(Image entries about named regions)
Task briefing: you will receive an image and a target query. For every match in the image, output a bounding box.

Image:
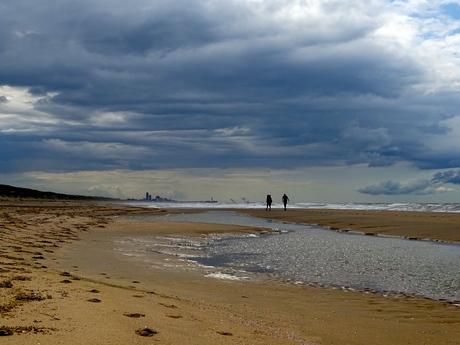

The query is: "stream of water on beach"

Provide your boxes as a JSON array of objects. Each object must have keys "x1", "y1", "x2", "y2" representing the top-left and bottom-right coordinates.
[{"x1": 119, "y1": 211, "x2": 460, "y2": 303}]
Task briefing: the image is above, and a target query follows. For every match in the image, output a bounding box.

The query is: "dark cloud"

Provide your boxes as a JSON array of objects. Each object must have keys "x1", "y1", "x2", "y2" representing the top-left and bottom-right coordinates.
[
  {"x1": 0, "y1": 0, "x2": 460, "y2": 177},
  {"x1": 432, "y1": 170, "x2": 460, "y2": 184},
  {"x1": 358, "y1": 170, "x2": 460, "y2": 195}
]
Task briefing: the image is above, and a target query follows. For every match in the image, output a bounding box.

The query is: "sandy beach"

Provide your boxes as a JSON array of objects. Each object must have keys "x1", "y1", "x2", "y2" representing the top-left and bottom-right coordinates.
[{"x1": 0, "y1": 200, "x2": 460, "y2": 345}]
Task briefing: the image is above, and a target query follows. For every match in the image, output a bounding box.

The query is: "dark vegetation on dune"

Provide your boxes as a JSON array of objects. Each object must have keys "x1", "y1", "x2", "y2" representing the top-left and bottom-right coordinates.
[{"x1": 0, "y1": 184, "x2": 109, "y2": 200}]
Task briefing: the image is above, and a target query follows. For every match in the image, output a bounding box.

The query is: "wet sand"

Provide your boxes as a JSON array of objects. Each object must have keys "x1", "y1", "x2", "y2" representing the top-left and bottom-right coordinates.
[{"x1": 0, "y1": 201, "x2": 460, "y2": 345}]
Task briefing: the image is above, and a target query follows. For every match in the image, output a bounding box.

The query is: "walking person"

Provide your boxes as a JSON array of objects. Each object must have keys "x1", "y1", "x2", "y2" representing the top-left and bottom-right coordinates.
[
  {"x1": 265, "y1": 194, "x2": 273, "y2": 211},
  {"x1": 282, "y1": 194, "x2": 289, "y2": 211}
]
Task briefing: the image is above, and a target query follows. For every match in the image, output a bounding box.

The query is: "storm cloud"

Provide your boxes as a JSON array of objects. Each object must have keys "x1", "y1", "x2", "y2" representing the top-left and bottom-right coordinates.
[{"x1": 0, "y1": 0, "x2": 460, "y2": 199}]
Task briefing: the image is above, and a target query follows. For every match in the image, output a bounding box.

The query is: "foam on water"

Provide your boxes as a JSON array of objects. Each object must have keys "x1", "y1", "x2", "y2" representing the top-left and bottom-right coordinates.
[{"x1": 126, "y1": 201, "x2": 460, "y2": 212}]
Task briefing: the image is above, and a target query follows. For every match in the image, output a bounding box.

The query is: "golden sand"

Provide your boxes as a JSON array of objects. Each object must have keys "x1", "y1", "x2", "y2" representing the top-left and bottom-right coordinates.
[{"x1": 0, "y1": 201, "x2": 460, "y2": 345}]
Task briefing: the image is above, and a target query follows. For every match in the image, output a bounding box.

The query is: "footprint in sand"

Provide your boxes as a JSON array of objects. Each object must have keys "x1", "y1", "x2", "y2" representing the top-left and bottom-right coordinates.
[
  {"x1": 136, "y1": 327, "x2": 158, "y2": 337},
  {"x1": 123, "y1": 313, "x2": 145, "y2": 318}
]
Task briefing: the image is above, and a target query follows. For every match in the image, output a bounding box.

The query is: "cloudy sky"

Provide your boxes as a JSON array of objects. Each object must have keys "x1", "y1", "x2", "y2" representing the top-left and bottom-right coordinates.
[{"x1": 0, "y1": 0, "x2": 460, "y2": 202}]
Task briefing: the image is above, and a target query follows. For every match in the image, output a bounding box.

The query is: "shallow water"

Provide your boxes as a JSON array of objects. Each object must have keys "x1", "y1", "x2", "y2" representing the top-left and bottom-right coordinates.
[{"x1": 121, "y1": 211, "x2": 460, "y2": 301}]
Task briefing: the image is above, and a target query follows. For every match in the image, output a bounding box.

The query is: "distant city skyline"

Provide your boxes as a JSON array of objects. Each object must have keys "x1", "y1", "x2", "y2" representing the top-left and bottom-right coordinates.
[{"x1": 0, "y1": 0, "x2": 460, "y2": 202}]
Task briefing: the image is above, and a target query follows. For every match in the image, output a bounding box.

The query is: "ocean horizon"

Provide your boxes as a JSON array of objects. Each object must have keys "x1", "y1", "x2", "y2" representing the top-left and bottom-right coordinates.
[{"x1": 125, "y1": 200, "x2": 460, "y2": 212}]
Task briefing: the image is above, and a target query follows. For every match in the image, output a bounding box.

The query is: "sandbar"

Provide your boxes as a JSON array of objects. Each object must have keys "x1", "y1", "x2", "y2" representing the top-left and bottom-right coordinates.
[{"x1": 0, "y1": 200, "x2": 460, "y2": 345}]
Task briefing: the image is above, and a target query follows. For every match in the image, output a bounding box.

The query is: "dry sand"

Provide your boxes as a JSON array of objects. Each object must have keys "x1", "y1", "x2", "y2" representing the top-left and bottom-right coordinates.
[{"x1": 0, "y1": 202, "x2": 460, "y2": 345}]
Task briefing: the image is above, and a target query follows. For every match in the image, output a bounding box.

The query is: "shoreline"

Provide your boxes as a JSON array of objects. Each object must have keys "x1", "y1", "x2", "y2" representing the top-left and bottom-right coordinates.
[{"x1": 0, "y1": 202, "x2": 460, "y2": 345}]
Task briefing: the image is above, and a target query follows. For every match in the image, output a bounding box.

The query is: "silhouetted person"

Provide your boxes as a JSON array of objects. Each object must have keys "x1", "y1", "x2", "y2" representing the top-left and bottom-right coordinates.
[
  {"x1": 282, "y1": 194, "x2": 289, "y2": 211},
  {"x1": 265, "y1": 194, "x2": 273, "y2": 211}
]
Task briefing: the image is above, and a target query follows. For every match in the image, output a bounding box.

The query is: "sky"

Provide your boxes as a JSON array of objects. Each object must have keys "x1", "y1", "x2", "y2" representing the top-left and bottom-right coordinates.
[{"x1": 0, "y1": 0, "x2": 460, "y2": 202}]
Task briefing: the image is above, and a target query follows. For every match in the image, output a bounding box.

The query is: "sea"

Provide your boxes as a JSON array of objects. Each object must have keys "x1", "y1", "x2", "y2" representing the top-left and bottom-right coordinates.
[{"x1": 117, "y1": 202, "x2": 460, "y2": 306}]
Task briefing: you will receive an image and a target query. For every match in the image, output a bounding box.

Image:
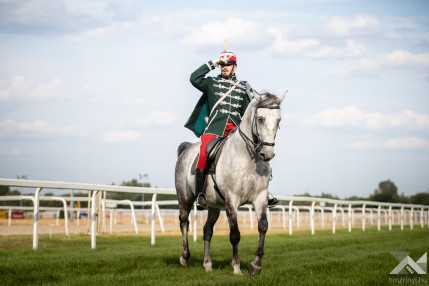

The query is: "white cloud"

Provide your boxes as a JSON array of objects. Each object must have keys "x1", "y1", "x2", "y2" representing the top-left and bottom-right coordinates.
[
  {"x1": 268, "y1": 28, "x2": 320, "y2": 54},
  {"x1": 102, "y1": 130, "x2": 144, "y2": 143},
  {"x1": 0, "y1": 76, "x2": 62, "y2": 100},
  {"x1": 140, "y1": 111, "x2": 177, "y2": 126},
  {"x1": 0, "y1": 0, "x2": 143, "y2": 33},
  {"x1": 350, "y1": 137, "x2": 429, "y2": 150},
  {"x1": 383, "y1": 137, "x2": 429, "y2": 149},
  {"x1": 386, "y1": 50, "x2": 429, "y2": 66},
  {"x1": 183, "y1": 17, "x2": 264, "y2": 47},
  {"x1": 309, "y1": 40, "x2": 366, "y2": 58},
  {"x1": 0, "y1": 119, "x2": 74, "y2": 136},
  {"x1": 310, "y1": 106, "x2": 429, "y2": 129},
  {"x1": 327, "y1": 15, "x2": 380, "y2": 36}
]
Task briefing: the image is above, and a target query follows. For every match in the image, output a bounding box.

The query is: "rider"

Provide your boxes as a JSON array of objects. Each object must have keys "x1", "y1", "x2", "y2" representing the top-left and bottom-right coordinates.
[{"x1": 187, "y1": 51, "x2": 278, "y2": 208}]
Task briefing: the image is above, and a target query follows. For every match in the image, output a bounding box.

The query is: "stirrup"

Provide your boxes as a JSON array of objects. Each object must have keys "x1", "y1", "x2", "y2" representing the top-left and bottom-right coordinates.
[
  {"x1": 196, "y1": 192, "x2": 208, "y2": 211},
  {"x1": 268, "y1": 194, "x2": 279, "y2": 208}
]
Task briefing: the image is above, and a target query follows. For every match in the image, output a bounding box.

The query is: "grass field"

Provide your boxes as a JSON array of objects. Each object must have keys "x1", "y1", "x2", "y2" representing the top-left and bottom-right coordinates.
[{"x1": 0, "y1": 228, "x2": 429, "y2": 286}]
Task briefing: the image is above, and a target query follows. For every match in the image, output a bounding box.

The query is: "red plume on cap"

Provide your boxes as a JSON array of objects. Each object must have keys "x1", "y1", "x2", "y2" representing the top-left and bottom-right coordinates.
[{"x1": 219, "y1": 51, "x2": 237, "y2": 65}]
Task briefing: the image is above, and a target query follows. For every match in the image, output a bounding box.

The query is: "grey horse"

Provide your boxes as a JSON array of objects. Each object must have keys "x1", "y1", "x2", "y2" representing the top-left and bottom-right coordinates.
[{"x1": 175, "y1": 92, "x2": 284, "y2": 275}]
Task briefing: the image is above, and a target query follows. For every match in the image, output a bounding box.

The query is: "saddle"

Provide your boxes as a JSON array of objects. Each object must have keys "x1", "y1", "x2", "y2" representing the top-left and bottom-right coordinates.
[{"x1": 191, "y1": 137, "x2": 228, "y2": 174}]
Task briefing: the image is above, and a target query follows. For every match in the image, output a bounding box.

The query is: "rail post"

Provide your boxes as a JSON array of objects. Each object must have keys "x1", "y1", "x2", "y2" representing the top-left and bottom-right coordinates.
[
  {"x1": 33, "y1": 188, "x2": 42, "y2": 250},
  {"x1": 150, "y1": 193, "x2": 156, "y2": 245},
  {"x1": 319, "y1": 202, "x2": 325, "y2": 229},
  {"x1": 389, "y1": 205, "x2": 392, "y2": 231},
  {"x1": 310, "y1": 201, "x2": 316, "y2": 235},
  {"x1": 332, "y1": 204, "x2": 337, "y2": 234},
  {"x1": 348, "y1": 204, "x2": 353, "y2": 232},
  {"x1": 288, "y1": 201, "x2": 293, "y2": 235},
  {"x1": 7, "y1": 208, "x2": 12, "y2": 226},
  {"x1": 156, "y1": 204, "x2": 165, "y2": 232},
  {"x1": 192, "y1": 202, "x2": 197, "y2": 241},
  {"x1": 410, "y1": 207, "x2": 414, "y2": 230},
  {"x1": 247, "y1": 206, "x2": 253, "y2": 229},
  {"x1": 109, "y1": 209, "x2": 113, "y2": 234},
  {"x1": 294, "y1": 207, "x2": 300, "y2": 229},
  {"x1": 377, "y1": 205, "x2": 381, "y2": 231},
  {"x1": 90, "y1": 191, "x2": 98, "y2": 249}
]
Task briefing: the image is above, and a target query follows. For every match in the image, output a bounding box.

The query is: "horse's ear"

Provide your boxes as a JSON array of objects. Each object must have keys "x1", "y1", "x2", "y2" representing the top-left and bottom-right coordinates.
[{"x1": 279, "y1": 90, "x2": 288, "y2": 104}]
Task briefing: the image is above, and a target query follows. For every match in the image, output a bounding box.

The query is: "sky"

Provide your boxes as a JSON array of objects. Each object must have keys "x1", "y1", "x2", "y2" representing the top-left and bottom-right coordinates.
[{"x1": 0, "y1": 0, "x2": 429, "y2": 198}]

---

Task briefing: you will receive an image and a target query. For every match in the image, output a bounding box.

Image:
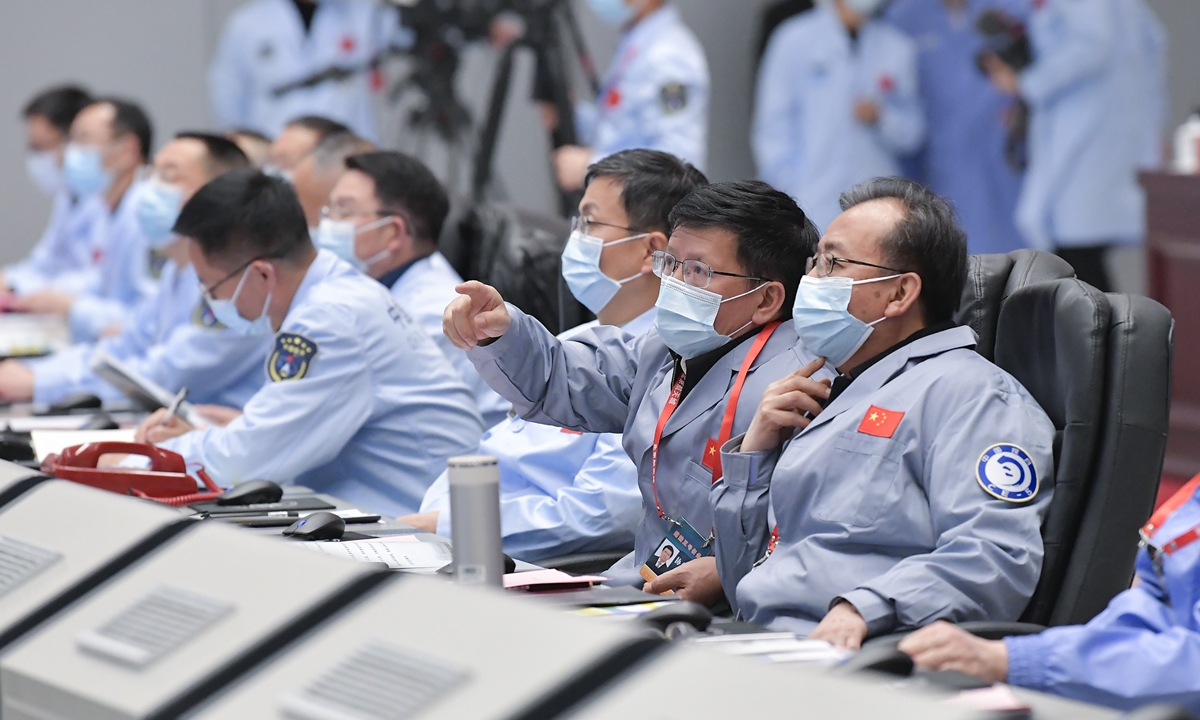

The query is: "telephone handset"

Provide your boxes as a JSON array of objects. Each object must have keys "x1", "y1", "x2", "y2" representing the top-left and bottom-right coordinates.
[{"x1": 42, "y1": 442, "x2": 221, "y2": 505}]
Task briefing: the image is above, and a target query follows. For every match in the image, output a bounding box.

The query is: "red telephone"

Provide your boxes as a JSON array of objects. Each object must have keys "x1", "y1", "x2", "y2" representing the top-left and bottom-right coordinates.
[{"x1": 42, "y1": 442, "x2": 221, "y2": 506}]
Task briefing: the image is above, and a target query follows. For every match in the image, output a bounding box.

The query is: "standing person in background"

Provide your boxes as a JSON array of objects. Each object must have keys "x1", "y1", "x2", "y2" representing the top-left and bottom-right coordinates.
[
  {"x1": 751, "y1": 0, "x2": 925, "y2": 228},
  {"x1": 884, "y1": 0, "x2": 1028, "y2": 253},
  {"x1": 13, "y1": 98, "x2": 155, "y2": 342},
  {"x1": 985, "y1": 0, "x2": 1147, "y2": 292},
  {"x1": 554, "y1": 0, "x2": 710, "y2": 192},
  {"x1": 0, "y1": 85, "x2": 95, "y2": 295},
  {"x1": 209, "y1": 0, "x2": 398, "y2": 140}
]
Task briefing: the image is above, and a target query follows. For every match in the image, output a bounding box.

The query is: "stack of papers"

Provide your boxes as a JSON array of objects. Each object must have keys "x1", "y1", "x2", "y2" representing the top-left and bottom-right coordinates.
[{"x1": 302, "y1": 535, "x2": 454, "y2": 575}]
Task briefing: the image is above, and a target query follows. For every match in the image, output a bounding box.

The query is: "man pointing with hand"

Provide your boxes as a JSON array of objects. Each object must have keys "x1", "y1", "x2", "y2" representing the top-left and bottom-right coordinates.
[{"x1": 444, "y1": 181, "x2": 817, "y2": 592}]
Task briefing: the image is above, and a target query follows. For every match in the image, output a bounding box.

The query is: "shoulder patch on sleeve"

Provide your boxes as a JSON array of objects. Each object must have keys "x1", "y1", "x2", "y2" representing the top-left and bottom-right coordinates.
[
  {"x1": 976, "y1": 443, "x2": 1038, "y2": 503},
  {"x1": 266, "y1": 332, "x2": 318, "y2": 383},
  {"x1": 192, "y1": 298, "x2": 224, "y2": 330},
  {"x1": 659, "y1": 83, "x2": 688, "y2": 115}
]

## EXERCISE REQUIREMENTS
Pick out each line of the items above that contains the word "horse", and copy those lines.

## RESULT OF THE EXERCISE
The query is: "grey horse"
The query is: "horse's ear"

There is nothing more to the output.